[Seitenauszug]:
„Anderen Ländern weit voraus“

Faruk Sen, Leiter des Essener Zentrums für Türkeistudien, über „vorzügliche“ Integrationspolitik in NRW, „unglückliche“ Integrationsgipfel der Kanzlerin und fehlende Chancen für Zuwanderer

INTERVIEW ANDREAS WYPUTTA

taz: Herr Sen, im Vorfeld des so genannten Integrationsgipfels von CDU-Bundeskanzlerin Merkel setzt Nordrhein-Westfalens Landesregierung auf einen 20-Punkte-Plan. Was halten Sie von dieser Initiative?

Faruk Sen: Ein ausgezeichneter Vorstoß! Der 20-Punkte-Plan von CDU-Integrationsminister Armin Laschet hat Vorzeigecharakter. Durch diesen Vorstoß wird NRW die Inhalte des Gipfels maßgeblich mitbestimmen.

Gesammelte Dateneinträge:
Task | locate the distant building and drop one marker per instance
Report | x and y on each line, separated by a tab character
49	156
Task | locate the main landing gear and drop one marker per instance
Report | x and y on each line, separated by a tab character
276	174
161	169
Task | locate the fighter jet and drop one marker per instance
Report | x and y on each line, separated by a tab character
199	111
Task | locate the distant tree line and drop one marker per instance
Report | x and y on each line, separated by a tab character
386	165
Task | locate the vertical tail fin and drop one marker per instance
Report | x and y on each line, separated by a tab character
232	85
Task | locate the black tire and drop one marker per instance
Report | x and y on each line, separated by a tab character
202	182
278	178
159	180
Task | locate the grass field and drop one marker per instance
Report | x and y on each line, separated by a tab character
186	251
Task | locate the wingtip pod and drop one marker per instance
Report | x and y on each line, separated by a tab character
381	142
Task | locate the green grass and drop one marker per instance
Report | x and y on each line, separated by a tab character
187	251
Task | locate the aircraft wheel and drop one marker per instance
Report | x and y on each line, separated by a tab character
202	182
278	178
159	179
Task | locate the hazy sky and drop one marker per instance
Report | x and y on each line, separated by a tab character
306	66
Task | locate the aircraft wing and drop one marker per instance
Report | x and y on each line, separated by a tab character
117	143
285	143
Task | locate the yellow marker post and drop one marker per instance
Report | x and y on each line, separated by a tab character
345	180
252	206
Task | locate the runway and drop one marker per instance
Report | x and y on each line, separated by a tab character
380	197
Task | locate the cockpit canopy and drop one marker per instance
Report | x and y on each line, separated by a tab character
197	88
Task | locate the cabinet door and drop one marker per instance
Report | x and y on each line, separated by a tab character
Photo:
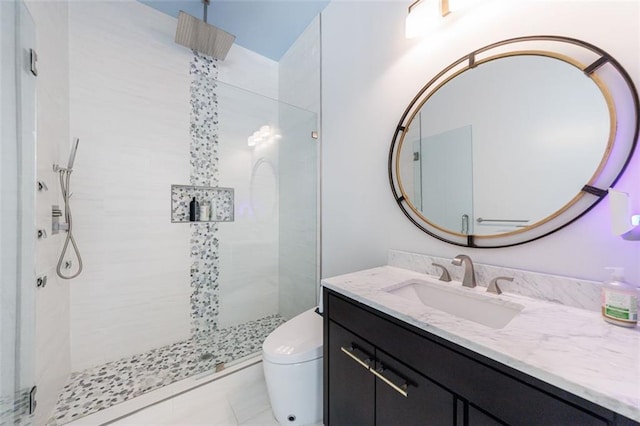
478	418
351	393
404	397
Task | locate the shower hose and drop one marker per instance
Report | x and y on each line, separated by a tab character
65	179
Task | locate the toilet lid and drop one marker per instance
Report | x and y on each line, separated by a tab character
297	340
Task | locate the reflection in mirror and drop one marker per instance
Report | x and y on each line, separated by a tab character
514	141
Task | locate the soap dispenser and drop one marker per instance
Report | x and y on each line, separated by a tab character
619	300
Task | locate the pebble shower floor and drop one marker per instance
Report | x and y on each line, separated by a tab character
101	387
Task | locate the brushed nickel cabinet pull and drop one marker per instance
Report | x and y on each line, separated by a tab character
350	351
402	389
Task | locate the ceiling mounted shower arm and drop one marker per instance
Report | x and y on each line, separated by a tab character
204	12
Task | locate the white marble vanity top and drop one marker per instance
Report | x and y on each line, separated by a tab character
570	348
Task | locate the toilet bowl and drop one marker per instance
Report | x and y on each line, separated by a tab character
292	363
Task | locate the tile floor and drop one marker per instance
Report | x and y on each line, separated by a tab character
112	384
237	399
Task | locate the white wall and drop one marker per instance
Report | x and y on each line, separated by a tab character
53	358
371	73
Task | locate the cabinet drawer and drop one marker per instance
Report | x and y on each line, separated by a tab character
498	390
349	388
425	403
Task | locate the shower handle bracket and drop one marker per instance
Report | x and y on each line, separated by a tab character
56	225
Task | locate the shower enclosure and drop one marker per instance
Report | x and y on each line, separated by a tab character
17	220
160	298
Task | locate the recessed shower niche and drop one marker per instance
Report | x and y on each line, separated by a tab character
217	201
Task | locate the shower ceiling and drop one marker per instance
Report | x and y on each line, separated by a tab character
267	27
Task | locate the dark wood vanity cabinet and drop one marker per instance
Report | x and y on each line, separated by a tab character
372	359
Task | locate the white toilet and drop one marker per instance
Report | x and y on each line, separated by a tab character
292	362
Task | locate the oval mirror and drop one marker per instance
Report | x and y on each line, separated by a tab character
514	141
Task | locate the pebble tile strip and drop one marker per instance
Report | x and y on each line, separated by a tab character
101	387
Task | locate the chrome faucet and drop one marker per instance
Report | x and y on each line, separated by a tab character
469	279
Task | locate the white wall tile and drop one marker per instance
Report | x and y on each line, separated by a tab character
134	143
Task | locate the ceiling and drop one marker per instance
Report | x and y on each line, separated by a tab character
267	27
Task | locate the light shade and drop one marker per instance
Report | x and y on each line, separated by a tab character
424	15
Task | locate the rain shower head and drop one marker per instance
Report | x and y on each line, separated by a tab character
205	38
72	155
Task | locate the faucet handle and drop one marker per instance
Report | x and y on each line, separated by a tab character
444	276
493	286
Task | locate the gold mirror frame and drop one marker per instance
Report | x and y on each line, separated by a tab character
622	101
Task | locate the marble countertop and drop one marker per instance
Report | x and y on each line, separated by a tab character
570	348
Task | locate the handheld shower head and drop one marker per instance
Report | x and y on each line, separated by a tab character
72	155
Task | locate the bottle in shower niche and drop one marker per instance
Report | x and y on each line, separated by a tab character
194	210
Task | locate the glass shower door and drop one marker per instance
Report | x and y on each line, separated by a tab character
17	218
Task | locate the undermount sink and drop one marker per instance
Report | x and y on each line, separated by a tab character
460	302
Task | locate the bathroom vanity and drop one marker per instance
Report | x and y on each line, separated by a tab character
393	361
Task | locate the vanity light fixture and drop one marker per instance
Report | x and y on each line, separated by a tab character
423	15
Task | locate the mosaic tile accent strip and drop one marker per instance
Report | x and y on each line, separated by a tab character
205	299
14	409
204	172
219	199
101	387
204	121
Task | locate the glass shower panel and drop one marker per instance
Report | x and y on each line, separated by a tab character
267	264
17	220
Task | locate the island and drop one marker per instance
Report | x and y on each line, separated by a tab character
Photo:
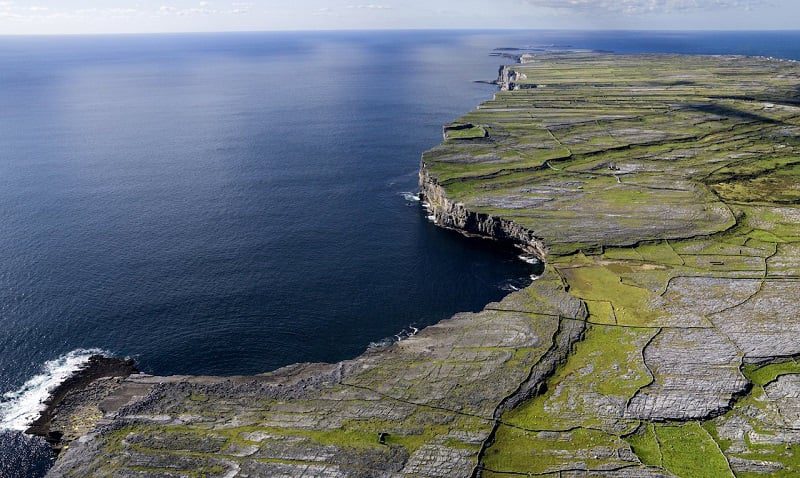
661	193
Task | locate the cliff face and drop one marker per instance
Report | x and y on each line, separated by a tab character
659	341
452	215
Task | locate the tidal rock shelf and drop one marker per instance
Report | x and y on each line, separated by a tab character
661	339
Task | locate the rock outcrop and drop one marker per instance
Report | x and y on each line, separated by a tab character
659	341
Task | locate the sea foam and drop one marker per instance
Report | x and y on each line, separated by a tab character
19	408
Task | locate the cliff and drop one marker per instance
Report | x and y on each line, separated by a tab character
660	340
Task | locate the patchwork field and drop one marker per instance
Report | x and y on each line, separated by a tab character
663	193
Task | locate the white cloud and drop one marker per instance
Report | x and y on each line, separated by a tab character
637	7
370	6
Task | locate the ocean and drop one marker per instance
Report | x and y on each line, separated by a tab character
232	203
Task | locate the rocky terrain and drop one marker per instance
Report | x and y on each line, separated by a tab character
663	194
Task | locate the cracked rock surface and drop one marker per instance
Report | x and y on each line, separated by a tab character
660	340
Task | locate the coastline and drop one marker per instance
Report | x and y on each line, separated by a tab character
465	397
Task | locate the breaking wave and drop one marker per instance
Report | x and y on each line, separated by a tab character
19	408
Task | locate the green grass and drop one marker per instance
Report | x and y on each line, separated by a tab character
688	451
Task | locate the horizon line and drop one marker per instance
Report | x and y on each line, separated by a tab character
367	30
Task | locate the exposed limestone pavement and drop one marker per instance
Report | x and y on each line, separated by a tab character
663	192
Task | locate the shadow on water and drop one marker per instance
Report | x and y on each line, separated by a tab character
22	456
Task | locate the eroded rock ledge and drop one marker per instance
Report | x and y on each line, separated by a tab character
659	341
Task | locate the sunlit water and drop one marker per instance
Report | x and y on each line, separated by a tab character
233	203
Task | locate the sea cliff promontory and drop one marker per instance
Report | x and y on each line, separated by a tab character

[Zu lösende Aufgabe]: Gib aus dem Interview über Integrationspolitik den Abschnitt von „taz: Herr Sen, im“ bis einschließlich „Gipfels maßgeblich mitbestimmen.“ wortgetreu aus.

[Lösung]:
taz: Herr Sen, im Vorfeld des so genannten Integrationsgipfels von CDU-Bundeskanzlerin Merkel setzt Nordrhein-Westfalens Landesregierung auf einen 20-Punkte-Plan. Was halten Sie von dieser Initiative?

Faruk Sen: Ein ausgezeichneter Vorstoß! Der 20-Punkte-Plan von CDU-Integrationsminister Armin Laschet hat Vorzeigecharakter. Durch diesen Vorstoß wird NRW die Inhalte des Gipfels maßgeblich mitbestimmen.